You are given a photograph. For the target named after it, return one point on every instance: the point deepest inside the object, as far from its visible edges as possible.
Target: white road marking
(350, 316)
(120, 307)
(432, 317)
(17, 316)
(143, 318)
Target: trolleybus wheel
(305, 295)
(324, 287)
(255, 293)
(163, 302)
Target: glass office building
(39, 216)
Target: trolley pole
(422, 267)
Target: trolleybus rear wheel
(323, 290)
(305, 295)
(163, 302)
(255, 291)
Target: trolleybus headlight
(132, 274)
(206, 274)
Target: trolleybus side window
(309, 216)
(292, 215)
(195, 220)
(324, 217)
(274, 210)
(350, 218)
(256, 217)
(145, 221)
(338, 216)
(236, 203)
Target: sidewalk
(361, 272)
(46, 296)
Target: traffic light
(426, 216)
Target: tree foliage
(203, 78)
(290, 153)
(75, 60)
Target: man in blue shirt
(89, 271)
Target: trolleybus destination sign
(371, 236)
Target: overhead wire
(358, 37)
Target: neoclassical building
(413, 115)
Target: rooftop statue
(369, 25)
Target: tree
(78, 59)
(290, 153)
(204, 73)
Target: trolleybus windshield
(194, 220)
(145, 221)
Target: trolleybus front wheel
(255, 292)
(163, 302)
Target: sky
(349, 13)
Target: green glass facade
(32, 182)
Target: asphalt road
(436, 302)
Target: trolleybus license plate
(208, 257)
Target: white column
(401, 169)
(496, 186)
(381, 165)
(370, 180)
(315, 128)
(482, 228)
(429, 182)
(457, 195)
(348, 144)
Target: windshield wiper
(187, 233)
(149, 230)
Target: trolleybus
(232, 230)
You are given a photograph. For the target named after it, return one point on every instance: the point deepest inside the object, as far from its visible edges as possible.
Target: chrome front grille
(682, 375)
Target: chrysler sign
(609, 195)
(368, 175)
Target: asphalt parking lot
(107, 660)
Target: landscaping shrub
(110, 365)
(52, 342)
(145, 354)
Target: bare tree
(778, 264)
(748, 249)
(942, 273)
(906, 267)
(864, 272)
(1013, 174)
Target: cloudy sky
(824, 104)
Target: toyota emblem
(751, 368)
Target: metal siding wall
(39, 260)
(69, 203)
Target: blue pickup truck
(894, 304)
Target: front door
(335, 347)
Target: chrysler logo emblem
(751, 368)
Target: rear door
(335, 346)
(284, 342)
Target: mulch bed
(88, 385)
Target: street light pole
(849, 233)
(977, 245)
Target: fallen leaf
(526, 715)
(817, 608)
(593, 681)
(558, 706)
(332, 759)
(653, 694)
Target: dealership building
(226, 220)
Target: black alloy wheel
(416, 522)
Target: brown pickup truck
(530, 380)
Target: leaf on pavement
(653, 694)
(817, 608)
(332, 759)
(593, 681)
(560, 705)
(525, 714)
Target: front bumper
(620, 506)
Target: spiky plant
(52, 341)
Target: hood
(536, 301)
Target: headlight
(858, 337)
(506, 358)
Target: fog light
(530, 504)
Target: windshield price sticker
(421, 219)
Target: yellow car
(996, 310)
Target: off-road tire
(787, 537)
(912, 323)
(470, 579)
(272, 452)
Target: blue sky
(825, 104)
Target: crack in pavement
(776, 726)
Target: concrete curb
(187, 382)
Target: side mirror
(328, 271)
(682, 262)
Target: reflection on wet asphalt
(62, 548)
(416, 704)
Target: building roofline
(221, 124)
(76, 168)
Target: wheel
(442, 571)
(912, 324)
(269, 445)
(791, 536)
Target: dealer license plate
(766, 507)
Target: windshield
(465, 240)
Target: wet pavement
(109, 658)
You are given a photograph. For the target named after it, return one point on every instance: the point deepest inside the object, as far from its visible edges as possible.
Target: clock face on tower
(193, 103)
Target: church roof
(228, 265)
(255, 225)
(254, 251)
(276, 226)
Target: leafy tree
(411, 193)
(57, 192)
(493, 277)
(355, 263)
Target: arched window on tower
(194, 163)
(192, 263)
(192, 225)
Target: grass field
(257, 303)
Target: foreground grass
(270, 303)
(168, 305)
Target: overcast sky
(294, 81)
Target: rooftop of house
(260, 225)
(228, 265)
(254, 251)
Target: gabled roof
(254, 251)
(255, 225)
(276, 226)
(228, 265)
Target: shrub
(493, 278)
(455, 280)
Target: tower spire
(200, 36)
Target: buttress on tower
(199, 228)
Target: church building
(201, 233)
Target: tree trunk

### EXERCISE AIM
Everything in the listing needs to be duplicated exactly, line for line.

### OUTPUT
You are given a photograph. For the target named after it, return one point on every instance: the point deepest inside the object, as far from its visible edges as possible.
Target: white road marking
(350, 316)
(120, 307)
(432, 317)
(17, 316)
(143, 318)
Target: trolleybus wheel
(305, 295)
(324, 287)
(255, 293)
(163, 302)
Target: glass office building
(39, 216)
Target: trolley pole
(422, 267)
Target: trolleybus rear wheel
(323, 290)
(305, 295)
(163, 302)
(255, 291)
Target: trolleybus headlight
(132, 274)
(206, 274)
Target: trolleybus side window
(309, 216)
(292, 215)
(195, 220)
(324, 217)
(274, 210)
(350, 218)
(256, 217)
(145, 221)
(338, 216)
(236, 203)
Target: sidewalk
(361, 272)
(46, 296)
Target: traffic light
(426, 216)
Target: tree foliage
(203, 78)
(290, 153)
(75, 60)
Target: man in blue shirt
(89, 271)
Target: trolleybus destination sign
(371, 236)
Target: overhead wire
(358, 37)
Target: neoclassical building
(413, 115)
Target: rooftop statue
(369, 25)
Target: tree
(78, 59)
(290, 153)
(204, 73)
Target: trolleybus windshield
(194, 220)
(145, 221)
Target: trolleybus front wheel
(255, 292)
(163, 302)
Target: sky
(349, 13)
Target: green glass facade
(32, 182)
Target: asphalt road
(436, 302)
Target: trolleybus license plate
(208, 257)
Target: white column
(401, 169)
(496, 186)
(381, 165)
(370, 180)
(315, 128)
(482, 228)
(429, 182)
(457, 195)
(348, 144)
Target: windshield wiper
(187, 233)
(149, 230)
Target: trolleybus
(232, 230)
You are given a photograph. For the target named after it, return one point on every instance: the point deepest inside the object, as far from its visible edges as possible.
Target: chrome front grille
(682, 375)
Target: chrysler sign
(609, 195)
(368, 175)
Target: asphalt parking lot
(107, 660)
Target: landscaping shrub
(110, 365)
(52, 342)
(145, 354)
Target: bare tree
(778, 264)
(748, 249)
(942, 273)
(906, 267)
(864, 272)
(1013, 174)
Target: cloudy sky
(824, 104)
Target: toyota emblem
(751, 368)
Target: metal siding wall
(39, 260)
(69, 203)
Target: blue pickup truck
(894, 304)
Target: front door
(335, 347)
Target: chrysler logo emblem
(751, 368)
Target: rear door
(335, 346)
(284, 342)
Target: mulch bed
(88, 385)
Target: street light pole
(849, 233)
(977, 245)
Target: fallen leaf
(526, 715)
(817, 608)
(593, 681)
(558, 706)
(332, 759)
(653, 694)
Target: dealership building
(226, 220)
Target: black alloy wheel
(416, 522)
Target: brown pickup truck
(530, 380)
Target: leaf on pavement
(653, 694)
(817, 608)
(332, 759)
(593, 681)
(560, 705)
(525, 714)
Target: front bumper
(620, 506)
Target: spiky plant
(52, 341)
Target: hood
(536, 301)
Target: headlight
(858, 337)
(506, 358)
Target: fog light
(530, 504)
Target: windshield price sticker
(421, 219)
Target: yellow car
(996, 310)
Target: off-road tire
(787, 537)
(912, 323)
(470, 579)
(272, 452)
Target: blue sky
(825, 104)
Target: crack in pavement
(776, 726)
Target: concrete curb
(187, 382)
Target: side mirror
(328, 271)
(682, 262)
Target: reflection on wet asphalt
(62, 548)
(416, 704)
Target: building roofline
(221, 124)
(76, 168)
Target: wheel
(442, 571)
(912, 324)
(269, 445)
(791, 536)
Target: dealer license plate
(766, 507)
Target: windshield
(465, 240)
Target: wet pavement
(109, 658)
You are given a photograph. For the target named after it, return one point on every instance: the point deepest inside the object, as far from its visible edges as possible.
Target: clock face on tower
(193, 103)
Target: church roof
(228, 265)
(255, 225)
(254, 251)
(276, 226)
Target: leafy tree
(411, 193)
(57, 192)
(493, 277)
(355, 263)
Target: arched window on tower
(194, 163)
(192, 263)
(192, 225)
Target: grass field
(257, 303)
Target: foreground grass
(270, 303)
(168, 305)
Target: overcast sky
(294, 81)
Target: rooftop of house
(260, 225)
(228, 265)
(254, 251)
Target: gabled roof
(254, 251)
(255, 225)
(276, 226)
(228, 265)
Target: shrub
(493, 278)
(455, 280)
Target: tower spire
(200, 36)
Target: buttress on tower
(199, 228)
Target: church building
(201, 233)
Target: tree trunk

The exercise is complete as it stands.